## Start Listing
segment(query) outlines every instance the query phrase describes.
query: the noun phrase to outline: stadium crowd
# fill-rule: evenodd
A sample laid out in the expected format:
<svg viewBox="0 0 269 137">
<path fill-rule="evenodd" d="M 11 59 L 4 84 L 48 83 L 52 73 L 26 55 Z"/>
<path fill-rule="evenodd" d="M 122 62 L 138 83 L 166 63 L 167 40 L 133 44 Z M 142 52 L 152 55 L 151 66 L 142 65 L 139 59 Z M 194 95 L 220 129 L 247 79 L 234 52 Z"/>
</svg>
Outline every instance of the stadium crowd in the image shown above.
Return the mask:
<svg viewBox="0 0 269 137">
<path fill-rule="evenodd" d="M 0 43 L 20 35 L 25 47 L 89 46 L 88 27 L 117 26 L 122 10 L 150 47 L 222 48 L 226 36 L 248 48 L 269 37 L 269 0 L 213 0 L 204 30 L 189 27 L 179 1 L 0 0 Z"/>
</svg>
## End Listing
Your goal: Reproduce the items from their first line through the line containing "11 59 L 4 84". Replace "stadium crowd" with "concert audience" and leave everything else unchanged.

Answer to the problem:
segment(query) outlines every instance the query phrase describes.
query: the noun phrase to outline: concert audience
# fill-rule: evenodd
A sample laid out in the expected format:
<svg viewBox="0 0 269 137">
<path fill-rule="evenodd" d="M 11 59 L 4 84 L 48 83 L 52 73 L 26 55 Z"/>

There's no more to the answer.